*WORK ORDER:* Would you retype exactly the lines from the one containing "Point out every instance of the white fiber" through the last line of the records below, and nothing else?

*SOURCE DATA:*
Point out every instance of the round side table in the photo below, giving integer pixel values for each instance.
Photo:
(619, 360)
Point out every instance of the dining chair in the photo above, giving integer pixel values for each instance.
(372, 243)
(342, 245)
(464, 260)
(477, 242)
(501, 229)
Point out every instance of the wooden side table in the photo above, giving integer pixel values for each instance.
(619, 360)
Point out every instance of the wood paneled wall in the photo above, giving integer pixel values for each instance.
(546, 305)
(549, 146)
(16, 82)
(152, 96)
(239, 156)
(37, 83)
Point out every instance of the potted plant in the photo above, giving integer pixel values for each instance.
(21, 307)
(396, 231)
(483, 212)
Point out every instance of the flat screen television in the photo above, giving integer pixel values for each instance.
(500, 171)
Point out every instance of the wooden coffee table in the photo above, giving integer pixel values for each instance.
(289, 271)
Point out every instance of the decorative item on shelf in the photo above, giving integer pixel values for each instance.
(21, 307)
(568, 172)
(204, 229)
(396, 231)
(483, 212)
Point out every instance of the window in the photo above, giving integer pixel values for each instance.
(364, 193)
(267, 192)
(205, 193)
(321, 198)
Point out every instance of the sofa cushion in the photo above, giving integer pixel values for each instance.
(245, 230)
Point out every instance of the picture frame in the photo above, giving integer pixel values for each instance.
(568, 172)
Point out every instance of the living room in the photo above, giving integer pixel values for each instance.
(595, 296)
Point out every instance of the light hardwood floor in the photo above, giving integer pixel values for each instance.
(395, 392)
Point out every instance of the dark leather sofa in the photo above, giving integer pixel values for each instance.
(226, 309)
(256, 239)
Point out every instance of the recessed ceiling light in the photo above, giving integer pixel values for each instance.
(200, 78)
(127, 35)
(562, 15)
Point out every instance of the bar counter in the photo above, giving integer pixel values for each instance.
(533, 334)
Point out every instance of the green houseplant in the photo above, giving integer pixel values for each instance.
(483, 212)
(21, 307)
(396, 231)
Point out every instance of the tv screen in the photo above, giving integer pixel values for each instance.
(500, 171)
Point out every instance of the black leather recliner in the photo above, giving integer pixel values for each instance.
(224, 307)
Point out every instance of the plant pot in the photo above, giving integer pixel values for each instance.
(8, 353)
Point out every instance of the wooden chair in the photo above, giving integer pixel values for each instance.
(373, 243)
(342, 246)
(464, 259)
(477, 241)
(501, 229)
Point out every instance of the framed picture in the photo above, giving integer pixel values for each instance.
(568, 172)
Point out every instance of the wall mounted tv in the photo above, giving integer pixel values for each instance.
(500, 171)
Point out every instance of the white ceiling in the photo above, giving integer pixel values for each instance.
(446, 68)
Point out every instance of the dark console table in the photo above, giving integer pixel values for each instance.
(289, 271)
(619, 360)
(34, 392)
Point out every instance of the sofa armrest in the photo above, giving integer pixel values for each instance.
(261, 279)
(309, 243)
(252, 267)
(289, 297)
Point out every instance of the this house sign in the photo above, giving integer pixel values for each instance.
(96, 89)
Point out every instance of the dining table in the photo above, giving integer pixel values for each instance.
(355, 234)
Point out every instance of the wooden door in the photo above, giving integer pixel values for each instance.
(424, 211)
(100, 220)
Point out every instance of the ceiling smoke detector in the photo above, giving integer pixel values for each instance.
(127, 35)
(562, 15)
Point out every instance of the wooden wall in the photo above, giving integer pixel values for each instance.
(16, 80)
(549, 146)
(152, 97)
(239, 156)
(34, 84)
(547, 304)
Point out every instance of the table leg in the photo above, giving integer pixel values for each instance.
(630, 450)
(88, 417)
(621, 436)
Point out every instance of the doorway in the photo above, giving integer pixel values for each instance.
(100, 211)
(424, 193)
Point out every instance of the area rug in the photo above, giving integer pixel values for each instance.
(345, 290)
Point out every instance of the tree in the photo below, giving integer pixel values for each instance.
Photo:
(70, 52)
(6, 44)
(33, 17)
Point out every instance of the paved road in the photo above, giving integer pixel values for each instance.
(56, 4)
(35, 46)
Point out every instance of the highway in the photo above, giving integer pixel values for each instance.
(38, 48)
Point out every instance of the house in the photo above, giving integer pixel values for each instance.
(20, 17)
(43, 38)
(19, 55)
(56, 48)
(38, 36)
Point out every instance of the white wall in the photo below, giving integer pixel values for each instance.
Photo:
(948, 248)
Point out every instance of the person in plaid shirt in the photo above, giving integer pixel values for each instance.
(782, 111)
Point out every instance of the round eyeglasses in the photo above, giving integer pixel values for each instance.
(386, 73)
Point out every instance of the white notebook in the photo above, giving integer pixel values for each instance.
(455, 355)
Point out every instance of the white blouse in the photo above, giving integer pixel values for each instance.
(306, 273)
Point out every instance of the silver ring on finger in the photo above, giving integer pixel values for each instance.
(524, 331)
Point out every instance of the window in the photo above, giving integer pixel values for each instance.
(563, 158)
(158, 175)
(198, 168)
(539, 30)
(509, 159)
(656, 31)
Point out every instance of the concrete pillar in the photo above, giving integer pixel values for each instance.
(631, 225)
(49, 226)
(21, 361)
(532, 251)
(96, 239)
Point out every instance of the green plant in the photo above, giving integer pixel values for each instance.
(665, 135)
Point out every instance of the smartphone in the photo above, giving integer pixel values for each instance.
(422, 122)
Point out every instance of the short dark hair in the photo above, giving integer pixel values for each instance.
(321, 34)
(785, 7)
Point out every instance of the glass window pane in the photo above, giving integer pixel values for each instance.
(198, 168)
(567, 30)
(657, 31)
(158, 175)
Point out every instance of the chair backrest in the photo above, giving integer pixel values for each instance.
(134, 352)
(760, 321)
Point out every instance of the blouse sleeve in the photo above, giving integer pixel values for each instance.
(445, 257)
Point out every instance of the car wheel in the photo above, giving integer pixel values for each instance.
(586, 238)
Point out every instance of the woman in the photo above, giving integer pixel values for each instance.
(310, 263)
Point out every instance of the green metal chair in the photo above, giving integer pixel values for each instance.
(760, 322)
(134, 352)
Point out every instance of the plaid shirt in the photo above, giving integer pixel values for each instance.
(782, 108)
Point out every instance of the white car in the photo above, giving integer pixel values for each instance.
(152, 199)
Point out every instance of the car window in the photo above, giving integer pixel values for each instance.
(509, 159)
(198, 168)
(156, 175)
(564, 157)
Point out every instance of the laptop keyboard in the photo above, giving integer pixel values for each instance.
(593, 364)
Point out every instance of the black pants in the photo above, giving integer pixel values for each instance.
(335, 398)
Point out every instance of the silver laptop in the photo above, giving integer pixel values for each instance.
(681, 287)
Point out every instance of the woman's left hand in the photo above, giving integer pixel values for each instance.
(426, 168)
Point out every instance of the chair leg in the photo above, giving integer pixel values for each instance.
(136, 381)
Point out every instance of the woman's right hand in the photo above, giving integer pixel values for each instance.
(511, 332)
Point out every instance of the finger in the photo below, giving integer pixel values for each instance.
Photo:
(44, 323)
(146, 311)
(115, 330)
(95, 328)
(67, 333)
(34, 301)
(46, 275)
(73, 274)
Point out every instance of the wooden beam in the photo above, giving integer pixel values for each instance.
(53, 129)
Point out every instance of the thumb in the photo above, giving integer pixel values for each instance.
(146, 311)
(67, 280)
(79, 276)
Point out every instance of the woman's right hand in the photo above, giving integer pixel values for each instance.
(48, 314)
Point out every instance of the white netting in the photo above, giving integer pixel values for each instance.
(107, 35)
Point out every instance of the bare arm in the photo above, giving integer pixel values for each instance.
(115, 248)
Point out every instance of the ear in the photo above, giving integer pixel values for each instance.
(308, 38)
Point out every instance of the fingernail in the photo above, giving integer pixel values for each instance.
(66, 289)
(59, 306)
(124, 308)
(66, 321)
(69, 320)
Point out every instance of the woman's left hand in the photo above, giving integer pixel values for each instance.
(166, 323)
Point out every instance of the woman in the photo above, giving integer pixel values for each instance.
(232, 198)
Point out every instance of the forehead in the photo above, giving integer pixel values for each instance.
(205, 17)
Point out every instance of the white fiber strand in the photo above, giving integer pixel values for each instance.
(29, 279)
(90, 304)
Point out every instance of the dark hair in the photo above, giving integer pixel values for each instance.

*RESULT OF THE TASK:*
Point out every instance of the white fiber strand in the photo above, giving integer pixel values for each instance.
(29, 279)
(90, 304)
Point out every instance of the dark hair in the photo above, giving integer pixel values for each instance.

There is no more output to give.